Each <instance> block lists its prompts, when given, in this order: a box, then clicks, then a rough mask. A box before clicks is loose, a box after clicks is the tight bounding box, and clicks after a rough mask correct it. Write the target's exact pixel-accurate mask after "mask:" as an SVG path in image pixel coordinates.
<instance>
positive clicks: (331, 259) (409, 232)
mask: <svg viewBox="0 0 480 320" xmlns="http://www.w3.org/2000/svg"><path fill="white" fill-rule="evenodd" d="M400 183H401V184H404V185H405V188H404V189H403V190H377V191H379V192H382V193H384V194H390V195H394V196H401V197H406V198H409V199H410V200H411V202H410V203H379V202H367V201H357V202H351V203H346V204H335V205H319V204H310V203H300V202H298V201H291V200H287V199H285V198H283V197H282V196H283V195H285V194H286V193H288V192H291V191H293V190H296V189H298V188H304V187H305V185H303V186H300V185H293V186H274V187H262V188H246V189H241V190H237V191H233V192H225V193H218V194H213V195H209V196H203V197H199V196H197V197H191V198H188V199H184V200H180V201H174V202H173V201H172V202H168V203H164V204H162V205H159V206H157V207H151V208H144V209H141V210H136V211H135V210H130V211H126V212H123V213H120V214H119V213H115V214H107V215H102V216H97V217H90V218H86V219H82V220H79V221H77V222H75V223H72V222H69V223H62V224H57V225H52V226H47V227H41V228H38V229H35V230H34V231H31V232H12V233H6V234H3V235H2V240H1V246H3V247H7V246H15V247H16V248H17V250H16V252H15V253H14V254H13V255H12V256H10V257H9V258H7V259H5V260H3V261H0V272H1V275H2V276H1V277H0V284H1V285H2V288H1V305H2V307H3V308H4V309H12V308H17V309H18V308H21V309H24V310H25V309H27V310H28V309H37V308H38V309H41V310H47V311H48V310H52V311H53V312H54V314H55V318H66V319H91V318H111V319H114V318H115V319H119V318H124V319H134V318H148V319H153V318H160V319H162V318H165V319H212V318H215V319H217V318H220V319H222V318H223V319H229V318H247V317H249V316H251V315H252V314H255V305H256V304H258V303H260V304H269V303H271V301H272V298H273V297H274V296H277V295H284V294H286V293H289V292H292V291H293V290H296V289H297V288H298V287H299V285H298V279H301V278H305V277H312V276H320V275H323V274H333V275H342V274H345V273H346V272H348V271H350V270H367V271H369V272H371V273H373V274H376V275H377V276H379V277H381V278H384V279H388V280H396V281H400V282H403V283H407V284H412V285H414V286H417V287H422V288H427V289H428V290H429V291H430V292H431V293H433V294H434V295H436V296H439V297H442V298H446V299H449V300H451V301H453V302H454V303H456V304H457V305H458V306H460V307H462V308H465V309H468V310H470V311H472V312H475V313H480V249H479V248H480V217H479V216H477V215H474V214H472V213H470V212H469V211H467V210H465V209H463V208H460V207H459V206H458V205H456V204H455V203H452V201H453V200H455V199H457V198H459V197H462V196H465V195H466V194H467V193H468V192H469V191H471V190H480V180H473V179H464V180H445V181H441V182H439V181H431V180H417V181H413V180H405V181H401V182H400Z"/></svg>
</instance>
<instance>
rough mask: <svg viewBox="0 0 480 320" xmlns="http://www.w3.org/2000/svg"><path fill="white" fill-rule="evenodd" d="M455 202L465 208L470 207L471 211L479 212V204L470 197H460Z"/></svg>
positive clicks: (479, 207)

====================

Goal of the exercise |
Only a number is needed here: how many lines of the data include the word "instance"?

Answer space |
4